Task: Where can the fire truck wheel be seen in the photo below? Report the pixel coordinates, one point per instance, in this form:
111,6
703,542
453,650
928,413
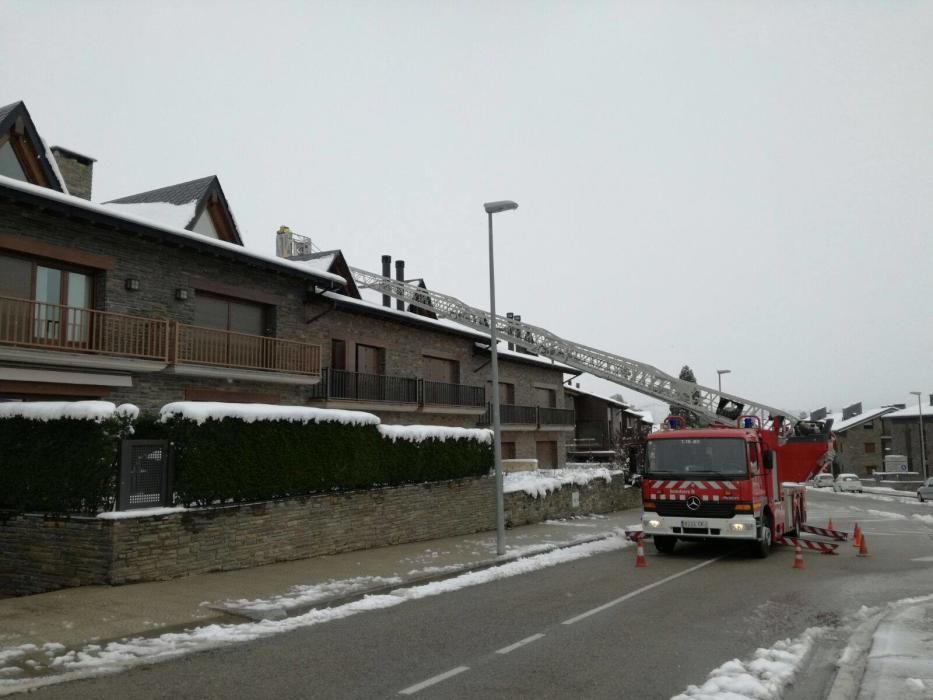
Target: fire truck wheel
761,548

····················

= WHAT THE TASK ASKS =
Leave the pictures out, and print every line of the listing exactly as written.

= SOLUTION BELOW =
Task: Where can the fire truck wheel be seen in the photo below? Report the pixel coordinates, one point per instance, in this form:
111,6
703,542
453,650
928,413
Target: fire truck wheel
761,548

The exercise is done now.